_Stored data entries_
++++

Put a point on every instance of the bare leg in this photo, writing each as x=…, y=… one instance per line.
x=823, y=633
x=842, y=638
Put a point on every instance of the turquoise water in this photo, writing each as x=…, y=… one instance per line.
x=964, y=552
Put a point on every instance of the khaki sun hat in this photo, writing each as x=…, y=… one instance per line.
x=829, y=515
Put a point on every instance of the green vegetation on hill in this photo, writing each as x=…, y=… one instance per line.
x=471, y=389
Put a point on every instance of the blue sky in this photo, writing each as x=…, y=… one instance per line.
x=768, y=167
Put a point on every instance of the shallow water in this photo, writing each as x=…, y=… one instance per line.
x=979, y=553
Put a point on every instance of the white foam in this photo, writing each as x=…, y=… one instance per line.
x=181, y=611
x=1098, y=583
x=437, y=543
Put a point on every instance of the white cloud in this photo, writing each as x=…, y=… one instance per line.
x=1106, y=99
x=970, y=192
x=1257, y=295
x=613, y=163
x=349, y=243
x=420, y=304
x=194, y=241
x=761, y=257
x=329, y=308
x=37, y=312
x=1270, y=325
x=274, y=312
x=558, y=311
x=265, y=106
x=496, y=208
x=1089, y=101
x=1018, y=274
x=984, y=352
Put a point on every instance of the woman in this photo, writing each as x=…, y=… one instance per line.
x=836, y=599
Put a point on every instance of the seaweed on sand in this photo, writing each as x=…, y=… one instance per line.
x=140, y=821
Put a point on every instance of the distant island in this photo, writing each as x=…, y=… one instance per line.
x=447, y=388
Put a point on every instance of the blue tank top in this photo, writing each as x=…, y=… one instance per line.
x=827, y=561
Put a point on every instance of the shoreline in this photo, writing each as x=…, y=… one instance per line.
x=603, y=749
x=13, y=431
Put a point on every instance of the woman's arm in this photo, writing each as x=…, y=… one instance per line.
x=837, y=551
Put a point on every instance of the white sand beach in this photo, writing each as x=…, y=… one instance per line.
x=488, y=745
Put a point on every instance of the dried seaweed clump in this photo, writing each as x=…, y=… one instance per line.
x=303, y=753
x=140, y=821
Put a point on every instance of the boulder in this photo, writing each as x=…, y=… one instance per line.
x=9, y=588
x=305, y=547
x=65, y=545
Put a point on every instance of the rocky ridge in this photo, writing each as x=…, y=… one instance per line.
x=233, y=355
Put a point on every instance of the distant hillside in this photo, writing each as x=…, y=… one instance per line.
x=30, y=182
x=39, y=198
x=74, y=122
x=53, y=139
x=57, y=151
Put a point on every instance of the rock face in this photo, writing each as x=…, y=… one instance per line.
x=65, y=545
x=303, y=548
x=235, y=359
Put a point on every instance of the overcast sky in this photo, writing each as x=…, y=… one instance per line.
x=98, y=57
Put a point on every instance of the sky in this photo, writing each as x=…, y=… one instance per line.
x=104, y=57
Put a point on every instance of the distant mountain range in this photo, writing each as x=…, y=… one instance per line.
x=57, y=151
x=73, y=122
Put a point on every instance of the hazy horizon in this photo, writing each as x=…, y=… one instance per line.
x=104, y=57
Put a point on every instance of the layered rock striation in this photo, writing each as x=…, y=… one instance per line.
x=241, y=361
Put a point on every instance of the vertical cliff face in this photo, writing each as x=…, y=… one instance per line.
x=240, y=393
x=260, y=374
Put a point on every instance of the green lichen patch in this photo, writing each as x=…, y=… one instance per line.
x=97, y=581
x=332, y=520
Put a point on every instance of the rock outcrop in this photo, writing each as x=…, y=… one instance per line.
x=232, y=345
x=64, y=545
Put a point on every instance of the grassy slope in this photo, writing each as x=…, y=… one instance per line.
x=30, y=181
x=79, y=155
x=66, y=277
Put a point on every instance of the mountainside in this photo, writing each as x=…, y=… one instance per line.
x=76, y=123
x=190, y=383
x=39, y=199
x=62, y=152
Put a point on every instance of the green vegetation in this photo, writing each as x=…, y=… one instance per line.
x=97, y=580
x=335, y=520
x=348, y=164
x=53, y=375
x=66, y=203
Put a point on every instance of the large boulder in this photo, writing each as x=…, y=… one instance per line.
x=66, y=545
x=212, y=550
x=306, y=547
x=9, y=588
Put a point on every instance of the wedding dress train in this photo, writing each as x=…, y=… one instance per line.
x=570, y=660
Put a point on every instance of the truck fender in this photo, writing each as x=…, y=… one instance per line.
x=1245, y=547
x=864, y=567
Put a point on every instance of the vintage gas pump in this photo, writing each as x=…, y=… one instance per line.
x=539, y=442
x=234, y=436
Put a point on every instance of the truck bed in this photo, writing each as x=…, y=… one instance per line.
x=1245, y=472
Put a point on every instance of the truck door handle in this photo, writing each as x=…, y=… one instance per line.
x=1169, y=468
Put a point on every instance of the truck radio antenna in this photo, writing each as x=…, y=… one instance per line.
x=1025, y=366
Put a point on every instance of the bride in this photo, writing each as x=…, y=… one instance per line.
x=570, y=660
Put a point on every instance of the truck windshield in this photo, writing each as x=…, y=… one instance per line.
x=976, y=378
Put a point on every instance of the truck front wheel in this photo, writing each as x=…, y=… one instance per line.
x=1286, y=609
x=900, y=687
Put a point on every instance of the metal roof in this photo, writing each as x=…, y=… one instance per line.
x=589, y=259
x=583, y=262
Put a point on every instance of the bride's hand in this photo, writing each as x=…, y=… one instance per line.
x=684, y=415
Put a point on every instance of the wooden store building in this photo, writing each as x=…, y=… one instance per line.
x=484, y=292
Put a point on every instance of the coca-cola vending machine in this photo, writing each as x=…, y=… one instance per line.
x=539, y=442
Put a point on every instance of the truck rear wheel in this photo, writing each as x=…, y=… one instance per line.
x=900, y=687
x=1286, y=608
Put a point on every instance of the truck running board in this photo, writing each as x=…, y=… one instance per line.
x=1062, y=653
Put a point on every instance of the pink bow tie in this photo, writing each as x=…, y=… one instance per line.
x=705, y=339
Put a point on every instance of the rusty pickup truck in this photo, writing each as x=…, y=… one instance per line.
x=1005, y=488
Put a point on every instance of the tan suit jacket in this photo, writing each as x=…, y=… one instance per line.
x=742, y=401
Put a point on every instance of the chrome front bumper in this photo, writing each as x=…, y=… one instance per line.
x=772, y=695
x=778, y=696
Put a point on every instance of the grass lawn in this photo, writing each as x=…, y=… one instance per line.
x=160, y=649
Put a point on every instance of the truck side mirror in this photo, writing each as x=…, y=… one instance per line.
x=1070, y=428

++++

_Task directions_
Every entry should be output exactly as written, please.

_Answer for the task_
Put a point on every instance of the bare leg in this photo, writing each as x=…, y=… one instance per line.
x=823, y=633
x=842, y=638
Put a point on every instance of the turquoise water in this photo, writing each as x=…, y=… one instance per line.
x=964, y=552
Put a point on every instance of the khaki sun hat in this photo, writing each as x=…, y=… one instance per line.
x=829, y=515
Put a point on every instance of the green vegetation on hill in this photo, writing each as x=…, y=… one instance per line.
x=471, y=389
Put a point on every instance of the blue sky in this photo, writing each as x=…, y=… one instance per line.
x=768, y=167
Put a point on every instance of the shallow water in this photo, writing each as x=…, y=… one instance per line.
x=979, y=553
Put a point on every instance of the white foam in this photo, writing each as x=…, y=… one instance per line.
x=181, y=611
x=1098, y=583
x=437, y=543
Put a point on every instance of the white cloud in this photo, writing each as x=…, y=… one instance per line.
x=1106, y=99
x=970, y=192
x=1257, y=295
x=613, y=163
x=349, y=243
x=420, y=304
x=194, y=241
x=761, y=257
x=329, y=308
x=37, y=312
x=1270, y=325
x=274, y=312
x=558, y=311
x=265, y=106
x=496, y=208
x=1089, y=101
x=1018, y=274
x=984, y=352
Put a point on every instance of the woman in this photo, writing each as x=…, y=… one instance per line.
x=836, y=599
Put a point on every instance of the seaweed on sand in this photo, writing each as x=…, y=… one instance per line.
x=140, y=821
Put a point on every instance of the distant island in this photo, writing each as x=…, y=… one instance per line.
x=447, y=388
Put a point on every instance of the blue tank top in this photo, writing each as x=…, y=… one instance per line.
x=827, y=561
Put a point on every instance of the shoreline in this photo, writing each as x=…, y=… one instance per line.
x=603, y=749
x=13, y=431
Put a point on every instance of the woman's arm in this photo, writing each as x=…, y=… one instance per line.
x=837, y=551
Put a point on every instance of the white sand beach in this photo, writing each as x=…, y=… one instance per line.
x=488, y=745
Put a point on every instance of the dried seaweed clump in this photo, writing each as x=…, y=… one instance per line.
x=303, y=753
x=140, y=821
Put a point on every instance of the boulder in this photo, writing each as x=…, y=… one instance per line.
x=9, y=588
x=305, y=547
x=65, y=545
Put a point on every instance of the rocky ridge in this photo, writing each as x=…, y=… one instance per line.
x=233, y=355
Put a point on every instance of the distant hillside in this photo, writing each as x=…, y=… one instance per line.
x=30, y=182
x=39, y=198
x=74, y=122
x=53, y=139
x=57, y=151
Put a point on every instance of the rock face in this photo, writing each as x=…, y=… one instance per line.
x=65, y=545
x=303, y=548
x=235, y=359
Put a point on every instance of the overcast sky in this photo, writing each as x=…, y=… one instance per line.
x=98, y=57
Put a point on every instance of the sky in this photo, writing each as x=…, y=… one instance per line.
x=104, y=57
Put a point on every instance of the distant mountain range in this photo, writing each as x=…, y=… one instance per line.
x=57, y=151
x=73, y=122
Put a point on every instance of the hazy horizon in this photo, writing each as x=…, y=… one instance per line.
x=104, y=57
Put a point on every instance of the layered rock striation in this photo, writing each as x=…, y=… one instance per line.
x=241, y=361
Put a point on every instance of the vertical cliff face in this photo, writing each as x=…, y=… one instance per line.
x=240, y=393
x=260, y=374
Put a point on every instance of the green lichen patch in this photo, writing each as x=…, y=… one instance per line.
x=97, y=581
x=332, y=520
Put a point on every instance of the rock outcrop in this photo, writing each as x=…, y=… one instance per line.
x=232, y=345
x=64, y=545
Put a point on every instance of the grassy slope in this photo, writing each as x=…, y=… one instance per line.
x=30, y=181
x=79, y=155
x=66, y=277
Put a point on every instance of the mountainside in this photo, writing each as x=…, y=… one instance per line.
x=76, y=123
x=190, y=383
x=39, y=199
x=62, y=152
Put a point on every instance of the green vegetation in this photo, writing each as x=…, y=… one instance per line.
x=97, y=580
x=335, y=520
x=348, y=164
x=53, y=375
x=66, y=203
Put a point on every instance of the large boulder in this photo, writing each as x=…, y=… one instance per line.
x=66, y=545
x=212, y=550
x=306, y=547
x=9, y=588
Put a point on every instance of the wedding dress train in this photo, writing each as x=…, y=… one instance per line.
x=570, y=660
Put a point on every instance of the truck fender in this photo, writing each as x=…, y=… one instance per line.
x=1245, y=547
x=864, y=567
Put a point on every instance of the vintage gas pump in this photo, writing each as x=…, y=… one instance per line.
x=539, y=442
x=234, y=436
Put a point on every instance of the truck bed in this photo, writing each as x=…, y=… one instance per line.
x=1245, y=472
Put a point on every instance of the truck door handle in this photo, writing each as x=…, y=… one instance per line.
x=1169, y=468
Put a point on every instance of the truck radio antenna in this photo, writing each as x=…, y=… one instance per line.
x=1025, y=366
Put a point on every instance of the bride in this photo, writing each as x=…, y=… one instance per line.
x=570, y=660
Put a point on every instance of the truck windshield in this photo, writing each as x=…, y=… one instance per line.
x=976, y=378
Put a point on every instance of the truck front wheel in this photo, writing each as x=…, y=… one instance per line.
x=1286, y=609
x=900, y=687
Put a point on every instance of the metal roof in this photo, writing each as x=…, y=… one instance per line.
x=589, y=259
x=583, y=262
Put a point on every instance of the bride's hand in this photo, writing each as x=…, y=… one instance per line.
x=684, y=415
Put a point on every instance of the wooden store building in this photo, writing each as x=…, y=… one instance per line.
x=484, y=292
Put a point on every instance of the coca-cola vending machine in this photo, writing each as x=…, y=… one instance per line.
x=539, y=442
Put a point on every instance of the truck rear wheel in this photo, writing each as x=…, y=… one instance per line.
x=900, y=687
x=1286, y=608
Put a point on every instance of the truck running board in this photo, writing each as x=…, y=… one instance per line.
x=1062, y=653
Put a point on every instance of the pink bow tie in this photo, writing each as x=…, y=… one instance per line.
x=705, y=339
Put a point on every instance of the rusty pickup truck in this photo, writing each as x=…, y=… one instance per line.
x=1005, y=488
Put a point on every instance of the tan suit jacket in this photo, writing each as x=…, y=… one instance per line.
x=742, y=401
Put a point on every instance of the chrome front bumper in this photo, writing each as x=…, y=… one instance per line.
x=772, y=695
x=778, y=696
Put a point on every instance of the grass lawn in this photo, writing each as x=…, y=… one instance per line.
x=160, y=649
Put a point on every instance of the truck side mirror in this photo, writing each as x=…, y=… one instance per line.
x=1070, y=428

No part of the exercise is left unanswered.